— BEGIN DATA SUPPLIED —
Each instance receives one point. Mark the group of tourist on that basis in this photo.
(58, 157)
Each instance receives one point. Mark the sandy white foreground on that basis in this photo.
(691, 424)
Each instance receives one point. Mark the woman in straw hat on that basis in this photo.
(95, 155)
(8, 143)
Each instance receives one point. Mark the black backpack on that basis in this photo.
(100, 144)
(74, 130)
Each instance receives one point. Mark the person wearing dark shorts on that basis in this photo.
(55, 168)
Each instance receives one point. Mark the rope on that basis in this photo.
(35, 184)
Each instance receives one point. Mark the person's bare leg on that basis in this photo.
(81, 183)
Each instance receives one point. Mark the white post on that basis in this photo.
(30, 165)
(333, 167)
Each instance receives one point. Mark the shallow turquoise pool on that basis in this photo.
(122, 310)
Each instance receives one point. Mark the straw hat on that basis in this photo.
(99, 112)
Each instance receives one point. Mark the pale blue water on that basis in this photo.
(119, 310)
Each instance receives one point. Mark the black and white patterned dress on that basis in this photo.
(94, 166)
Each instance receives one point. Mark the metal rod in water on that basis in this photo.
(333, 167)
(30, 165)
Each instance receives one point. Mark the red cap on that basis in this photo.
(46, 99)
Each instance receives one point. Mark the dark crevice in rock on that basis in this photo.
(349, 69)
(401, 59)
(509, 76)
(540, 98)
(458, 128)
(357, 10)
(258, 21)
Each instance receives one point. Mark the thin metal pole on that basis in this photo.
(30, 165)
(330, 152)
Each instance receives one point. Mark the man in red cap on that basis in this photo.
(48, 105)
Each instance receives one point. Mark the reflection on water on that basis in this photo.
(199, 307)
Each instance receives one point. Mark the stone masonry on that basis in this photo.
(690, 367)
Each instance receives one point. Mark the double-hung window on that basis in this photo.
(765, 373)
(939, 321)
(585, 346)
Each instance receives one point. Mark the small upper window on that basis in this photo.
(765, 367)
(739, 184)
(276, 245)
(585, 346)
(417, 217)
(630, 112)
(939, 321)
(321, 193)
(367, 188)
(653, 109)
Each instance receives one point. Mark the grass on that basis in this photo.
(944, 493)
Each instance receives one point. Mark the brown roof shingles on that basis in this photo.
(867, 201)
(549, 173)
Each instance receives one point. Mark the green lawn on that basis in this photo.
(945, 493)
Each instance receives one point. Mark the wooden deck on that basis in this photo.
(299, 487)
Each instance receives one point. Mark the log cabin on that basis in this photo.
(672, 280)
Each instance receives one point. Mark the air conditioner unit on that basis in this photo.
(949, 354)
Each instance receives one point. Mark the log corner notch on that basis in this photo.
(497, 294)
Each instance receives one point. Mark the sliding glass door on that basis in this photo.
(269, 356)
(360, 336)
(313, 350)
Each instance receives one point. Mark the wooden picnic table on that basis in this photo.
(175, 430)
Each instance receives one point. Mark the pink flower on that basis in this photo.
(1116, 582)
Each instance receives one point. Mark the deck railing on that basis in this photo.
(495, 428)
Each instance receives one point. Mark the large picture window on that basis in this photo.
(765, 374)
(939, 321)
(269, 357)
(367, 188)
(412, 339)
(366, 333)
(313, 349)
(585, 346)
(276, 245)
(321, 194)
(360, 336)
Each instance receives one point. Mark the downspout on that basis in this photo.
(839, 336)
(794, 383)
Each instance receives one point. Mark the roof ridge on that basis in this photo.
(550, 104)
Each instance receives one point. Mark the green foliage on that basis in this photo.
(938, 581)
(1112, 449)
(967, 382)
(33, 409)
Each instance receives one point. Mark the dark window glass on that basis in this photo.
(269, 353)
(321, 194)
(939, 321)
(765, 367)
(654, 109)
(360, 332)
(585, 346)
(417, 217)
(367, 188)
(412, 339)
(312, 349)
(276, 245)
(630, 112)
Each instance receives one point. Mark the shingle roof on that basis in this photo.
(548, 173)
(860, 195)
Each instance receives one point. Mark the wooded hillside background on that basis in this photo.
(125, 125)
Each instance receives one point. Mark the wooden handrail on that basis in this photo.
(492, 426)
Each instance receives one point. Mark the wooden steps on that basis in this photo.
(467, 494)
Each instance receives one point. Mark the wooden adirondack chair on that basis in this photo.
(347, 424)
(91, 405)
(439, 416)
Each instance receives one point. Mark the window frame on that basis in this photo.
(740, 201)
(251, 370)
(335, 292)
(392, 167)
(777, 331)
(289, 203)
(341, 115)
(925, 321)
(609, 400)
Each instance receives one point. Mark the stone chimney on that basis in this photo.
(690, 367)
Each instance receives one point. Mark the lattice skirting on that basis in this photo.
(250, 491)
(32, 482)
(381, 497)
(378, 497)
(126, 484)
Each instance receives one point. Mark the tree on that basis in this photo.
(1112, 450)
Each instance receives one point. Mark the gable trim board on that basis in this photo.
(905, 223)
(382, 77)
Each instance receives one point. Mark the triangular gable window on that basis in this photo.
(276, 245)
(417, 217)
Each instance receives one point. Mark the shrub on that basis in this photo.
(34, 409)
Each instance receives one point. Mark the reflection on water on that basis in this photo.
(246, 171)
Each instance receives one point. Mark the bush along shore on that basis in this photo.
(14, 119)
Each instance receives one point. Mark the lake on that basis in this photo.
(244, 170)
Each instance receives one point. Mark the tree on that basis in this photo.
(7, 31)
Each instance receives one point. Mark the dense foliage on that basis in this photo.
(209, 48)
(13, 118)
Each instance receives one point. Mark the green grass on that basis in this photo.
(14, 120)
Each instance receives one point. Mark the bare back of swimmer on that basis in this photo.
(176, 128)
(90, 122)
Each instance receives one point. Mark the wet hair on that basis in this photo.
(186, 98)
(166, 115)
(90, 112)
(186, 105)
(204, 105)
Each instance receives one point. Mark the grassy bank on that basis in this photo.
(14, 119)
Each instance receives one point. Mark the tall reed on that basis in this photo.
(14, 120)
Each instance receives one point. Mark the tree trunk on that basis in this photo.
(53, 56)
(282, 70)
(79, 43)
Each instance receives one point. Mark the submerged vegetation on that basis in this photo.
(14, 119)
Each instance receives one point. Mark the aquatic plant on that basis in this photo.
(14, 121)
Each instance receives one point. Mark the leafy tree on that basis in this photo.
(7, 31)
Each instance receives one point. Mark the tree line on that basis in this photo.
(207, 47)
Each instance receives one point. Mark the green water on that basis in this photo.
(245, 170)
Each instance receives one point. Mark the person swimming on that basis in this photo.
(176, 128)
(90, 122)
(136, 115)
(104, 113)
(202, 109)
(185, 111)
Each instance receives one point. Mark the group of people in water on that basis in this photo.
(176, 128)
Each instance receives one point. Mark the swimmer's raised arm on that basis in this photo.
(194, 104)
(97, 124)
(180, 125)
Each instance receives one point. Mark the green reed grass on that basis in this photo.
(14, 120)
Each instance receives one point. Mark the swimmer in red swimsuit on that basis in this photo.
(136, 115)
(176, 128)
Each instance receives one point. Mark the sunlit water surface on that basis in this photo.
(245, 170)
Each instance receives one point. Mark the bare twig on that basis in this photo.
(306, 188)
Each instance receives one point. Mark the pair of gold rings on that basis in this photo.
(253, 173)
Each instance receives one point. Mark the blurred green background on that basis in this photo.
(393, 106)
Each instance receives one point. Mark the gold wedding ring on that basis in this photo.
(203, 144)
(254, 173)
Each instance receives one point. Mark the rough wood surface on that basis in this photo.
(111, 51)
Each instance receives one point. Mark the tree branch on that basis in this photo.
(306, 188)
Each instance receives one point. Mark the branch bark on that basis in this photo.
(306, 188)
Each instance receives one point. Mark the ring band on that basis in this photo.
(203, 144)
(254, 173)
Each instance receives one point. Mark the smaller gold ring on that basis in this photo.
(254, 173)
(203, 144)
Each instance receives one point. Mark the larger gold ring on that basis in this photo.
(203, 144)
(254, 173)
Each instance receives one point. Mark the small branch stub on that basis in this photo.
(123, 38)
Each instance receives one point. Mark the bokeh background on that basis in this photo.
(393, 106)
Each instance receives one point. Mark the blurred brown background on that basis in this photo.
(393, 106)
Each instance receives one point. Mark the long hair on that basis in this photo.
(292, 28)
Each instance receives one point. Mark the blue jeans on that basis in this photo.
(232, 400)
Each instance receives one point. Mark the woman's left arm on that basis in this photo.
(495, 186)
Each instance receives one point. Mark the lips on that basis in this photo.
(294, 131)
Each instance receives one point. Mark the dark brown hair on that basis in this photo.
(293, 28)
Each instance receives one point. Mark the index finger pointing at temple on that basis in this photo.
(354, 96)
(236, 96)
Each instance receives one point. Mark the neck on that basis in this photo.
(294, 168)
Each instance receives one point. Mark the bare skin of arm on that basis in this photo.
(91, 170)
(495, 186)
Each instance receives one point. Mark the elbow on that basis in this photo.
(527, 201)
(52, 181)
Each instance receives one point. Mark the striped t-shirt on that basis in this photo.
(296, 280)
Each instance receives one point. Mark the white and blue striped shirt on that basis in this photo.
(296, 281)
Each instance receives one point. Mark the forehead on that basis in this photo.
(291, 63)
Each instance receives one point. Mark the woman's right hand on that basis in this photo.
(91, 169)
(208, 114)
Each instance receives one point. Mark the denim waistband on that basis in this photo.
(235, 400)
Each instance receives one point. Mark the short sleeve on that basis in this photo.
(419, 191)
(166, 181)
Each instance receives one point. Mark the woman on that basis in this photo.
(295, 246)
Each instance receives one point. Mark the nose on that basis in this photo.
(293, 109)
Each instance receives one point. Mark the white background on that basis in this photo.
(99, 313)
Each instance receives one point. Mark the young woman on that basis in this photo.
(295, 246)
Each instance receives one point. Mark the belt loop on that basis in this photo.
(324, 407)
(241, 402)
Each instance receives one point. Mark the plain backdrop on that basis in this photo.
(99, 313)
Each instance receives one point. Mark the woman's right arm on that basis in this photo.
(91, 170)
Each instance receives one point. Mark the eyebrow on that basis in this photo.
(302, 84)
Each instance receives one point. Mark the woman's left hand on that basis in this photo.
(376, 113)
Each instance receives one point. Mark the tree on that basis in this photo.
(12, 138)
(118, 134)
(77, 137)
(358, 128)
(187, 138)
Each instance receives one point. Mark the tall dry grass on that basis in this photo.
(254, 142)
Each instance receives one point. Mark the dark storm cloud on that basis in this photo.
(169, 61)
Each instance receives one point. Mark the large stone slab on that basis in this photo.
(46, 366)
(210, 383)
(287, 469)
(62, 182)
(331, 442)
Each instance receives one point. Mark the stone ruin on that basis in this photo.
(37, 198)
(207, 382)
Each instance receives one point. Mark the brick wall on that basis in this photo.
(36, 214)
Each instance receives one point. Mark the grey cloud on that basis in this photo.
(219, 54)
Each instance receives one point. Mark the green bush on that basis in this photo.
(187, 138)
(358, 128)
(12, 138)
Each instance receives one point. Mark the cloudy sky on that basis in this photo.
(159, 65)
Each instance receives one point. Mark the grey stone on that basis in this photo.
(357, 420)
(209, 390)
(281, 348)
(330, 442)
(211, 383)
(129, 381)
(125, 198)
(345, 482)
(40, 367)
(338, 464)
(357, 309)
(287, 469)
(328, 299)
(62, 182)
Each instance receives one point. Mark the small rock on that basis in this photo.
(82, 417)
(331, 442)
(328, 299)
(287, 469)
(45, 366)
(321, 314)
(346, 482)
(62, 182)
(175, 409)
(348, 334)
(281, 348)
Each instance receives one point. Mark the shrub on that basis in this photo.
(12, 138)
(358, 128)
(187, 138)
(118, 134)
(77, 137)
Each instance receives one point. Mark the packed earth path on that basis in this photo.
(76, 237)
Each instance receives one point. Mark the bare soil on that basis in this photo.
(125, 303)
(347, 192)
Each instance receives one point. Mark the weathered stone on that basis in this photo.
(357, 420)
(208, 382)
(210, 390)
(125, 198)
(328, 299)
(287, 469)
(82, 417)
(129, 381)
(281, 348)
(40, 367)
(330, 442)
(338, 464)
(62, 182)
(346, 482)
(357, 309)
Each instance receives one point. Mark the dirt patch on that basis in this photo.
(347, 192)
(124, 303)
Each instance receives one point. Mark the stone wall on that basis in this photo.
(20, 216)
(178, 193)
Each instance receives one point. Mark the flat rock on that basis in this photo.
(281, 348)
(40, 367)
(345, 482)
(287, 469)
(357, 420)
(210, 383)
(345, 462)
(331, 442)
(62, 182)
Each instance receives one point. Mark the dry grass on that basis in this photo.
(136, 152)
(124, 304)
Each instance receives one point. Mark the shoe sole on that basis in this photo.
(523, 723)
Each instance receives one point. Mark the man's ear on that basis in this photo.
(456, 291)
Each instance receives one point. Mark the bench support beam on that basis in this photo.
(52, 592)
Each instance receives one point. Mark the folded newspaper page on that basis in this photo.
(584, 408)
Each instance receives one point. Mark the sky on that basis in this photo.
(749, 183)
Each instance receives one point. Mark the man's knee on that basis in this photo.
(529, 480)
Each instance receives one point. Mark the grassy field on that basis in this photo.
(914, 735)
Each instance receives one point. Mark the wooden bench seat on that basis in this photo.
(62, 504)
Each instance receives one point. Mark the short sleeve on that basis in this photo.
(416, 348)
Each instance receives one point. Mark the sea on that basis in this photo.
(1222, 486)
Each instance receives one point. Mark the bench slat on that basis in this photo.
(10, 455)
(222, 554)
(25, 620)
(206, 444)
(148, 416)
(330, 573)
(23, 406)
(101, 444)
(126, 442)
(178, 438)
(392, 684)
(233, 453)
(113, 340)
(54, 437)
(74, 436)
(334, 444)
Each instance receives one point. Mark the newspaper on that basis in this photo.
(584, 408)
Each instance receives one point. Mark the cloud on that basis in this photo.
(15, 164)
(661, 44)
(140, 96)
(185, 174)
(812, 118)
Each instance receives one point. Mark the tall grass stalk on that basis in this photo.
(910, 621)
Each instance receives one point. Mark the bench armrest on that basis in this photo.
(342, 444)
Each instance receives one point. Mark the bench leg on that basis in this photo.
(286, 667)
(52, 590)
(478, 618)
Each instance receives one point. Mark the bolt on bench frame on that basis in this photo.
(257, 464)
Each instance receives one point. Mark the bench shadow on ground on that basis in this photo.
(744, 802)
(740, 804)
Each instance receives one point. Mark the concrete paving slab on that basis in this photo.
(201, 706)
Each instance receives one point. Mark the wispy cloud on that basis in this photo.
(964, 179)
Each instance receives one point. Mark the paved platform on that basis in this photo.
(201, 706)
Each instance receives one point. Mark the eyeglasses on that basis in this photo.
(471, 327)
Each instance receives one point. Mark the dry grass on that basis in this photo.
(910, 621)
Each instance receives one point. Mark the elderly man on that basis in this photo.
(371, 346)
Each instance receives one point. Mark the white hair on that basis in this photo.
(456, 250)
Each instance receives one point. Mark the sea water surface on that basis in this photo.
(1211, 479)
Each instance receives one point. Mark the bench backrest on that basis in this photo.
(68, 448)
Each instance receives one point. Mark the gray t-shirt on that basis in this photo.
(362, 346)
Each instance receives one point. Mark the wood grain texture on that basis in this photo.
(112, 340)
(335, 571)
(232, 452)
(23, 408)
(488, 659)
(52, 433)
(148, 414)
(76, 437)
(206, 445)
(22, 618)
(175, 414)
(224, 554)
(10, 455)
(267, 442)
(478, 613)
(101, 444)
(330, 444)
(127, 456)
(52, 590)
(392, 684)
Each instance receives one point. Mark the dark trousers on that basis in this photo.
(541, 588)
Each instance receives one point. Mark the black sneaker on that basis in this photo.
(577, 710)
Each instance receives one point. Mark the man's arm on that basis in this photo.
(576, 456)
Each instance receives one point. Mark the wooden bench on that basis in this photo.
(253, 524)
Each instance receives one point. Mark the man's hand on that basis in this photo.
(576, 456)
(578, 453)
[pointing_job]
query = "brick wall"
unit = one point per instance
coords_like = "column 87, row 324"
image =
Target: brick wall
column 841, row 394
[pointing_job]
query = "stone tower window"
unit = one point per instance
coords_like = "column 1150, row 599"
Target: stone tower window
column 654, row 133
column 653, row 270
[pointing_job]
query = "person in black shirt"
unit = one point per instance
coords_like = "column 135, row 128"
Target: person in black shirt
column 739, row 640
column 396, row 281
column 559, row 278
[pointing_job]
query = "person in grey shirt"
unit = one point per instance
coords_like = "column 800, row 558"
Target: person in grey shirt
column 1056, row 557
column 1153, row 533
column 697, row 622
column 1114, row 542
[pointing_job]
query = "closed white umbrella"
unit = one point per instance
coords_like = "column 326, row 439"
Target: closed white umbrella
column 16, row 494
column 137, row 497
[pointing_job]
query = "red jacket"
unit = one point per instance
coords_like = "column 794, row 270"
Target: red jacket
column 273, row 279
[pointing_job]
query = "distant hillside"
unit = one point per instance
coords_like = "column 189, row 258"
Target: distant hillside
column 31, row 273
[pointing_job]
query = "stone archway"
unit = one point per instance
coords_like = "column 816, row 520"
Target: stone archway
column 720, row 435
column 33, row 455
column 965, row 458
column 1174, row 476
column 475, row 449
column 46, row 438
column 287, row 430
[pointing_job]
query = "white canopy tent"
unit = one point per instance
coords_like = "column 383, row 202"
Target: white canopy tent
— END DATA SUPPLIED —
Look above for the line containing "Each instance receives one point. Mark the dark trousers"; copy from it through the last line, exactly, and nothing more.

Each instance receives one point. Mark the dark trousers on that basis in this photo.
(541, 588)
Each instance receives one point. Mark the black sneaker on that basis in this photo.
(577, 710)
Each instance receives one point. Mark the man's arm on that basis in this photo.
(576, 456)
Each instance receives one point. Mark the wooden bench on that basis in this photo.
(253, 524)
Each instance receives one point. Mark the man's hand on that basis in this photo.
(576, 456)
(578, 453)
[pointing_job]
query = "brick wall"
unit = one point per instance
coords_like = "column 87, row 324"
image =
Target: brick wall
column 841, row 394
[pointing_job]
query = "stone tower window"
unit = one point per instance
coords_like = "column 1150, row 599"
Target: stone tower window
column 654, row 133
column 653, row 270
[pointing_job]
query = "person in black shirt"
unit = one point per instance
coords_like = "column 135, row 128"
Target: person in black shirt
column 739, row 640
column 396, row 281
column 559, row 278
[pointing_job]
query = "person in grey shirt"
unit = one point per instance
coords_like = "column 800, row 558"
Target: person in grey shirt
column 1056, row 557
column 1153, row 533
column 697, row 622
column 1114, row 542
[pointing_job]
query = "closed white umbrella"
unit = one point per instance
coords_like = "column 326, row 439"
Target: closed white umbrella
column 16, row 494
column 137, row 497
[pointing_job]
query = "red jacket"
unit = one point per instance
coords_like = "column 794, row 270"
Target: red jacket
column 273, row 279
[pointing_job]
query = "distant hillside"
unit = one point per instance
coords_like = "column 189, row 258"
Target: distant hillside
column 31, row 273
[pointing_job]
query = "stone archway"
unit = one point per instance
coords_like = "column 816, row 520"
Target: stone archway
column 720, row 435
column 33, row 455
column 965, row 458
column 1174, row 476
column 475, row 449
column 46, row 438
column 287, row 430
[pointing_job]
query = "white canopy tent"
unit = one point per instance
coords_like = "column 383, row 202"
Target: white canopy tent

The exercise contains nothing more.